■ Work to complete:
How many lines in the listing below contain the string "Find"? Give only the number.

-- START Extracted information --

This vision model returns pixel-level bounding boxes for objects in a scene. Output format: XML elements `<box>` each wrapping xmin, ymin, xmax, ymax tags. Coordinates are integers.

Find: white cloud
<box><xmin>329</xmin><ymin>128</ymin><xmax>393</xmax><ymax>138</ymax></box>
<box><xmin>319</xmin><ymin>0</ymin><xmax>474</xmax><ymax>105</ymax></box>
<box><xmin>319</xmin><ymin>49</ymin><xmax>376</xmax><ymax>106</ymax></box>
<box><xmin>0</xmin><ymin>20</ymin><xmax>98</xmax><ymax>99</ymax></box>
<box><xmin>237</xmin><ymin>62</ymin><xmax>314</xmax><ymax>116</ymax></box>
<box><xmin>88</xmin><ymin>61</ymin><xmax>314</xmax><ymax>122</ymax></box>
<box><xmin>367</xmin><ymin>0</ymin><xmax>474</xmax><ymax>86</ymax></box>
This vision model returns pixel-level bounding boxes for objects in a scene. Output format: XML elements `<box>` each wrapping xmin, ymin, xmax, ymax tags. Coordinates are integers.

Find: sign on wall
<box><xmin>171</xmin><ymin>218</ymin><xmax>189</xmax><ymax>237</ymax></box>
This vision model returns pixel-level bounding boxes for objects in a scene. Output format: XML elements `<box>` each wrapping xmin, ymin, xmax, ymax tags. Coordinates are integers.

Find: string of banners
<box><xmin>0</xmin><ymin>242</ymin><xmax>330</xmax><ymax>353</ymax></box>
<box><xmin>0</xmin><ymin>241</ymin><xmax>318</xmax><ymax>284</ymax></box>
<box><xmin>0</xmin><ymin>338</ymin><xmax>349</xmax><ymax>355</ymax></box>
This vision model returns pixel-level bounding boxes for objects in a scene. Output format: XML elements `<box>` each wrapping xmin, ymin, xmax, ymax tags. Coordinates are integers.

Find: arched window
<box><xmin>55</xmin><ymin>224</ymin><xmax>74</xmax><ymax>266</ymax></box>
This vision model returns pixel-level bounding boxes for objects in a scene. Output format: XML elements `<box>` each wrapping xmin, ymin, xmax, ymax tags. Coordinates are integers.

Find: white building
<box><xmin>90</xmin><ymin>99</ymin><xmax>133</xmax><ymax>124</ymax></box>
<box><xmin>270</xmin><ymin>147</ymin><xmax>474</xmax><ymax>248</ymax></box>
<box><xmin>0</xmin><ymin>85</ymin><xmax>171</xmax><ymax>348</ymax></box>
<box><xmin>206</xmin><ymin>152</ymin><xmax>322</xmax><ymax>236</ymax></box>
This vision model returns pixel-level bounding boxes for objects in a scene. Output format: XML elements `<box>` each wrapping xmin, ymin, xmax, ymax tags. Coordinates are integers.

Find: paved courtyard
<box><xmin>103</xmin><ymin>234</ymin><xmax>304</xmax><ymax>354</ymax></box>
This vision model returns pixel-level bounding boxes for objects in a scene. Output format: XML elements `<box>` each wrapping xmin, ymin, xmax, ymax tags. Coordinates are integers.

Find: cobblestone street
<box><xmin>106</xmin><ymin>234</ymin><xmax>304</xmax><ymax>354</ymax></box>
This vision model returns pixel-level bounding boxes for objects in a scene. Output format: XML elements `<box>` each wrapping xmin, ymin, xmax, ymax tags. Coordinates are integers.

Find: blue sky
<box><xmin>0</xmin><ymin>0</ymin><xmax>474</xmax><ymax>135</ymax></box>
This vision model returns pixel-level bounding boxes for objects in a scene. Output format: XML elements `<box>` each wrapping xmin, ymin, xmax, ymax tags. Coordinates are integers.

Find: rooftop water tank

-- END Extracted information --

■ Final result:
9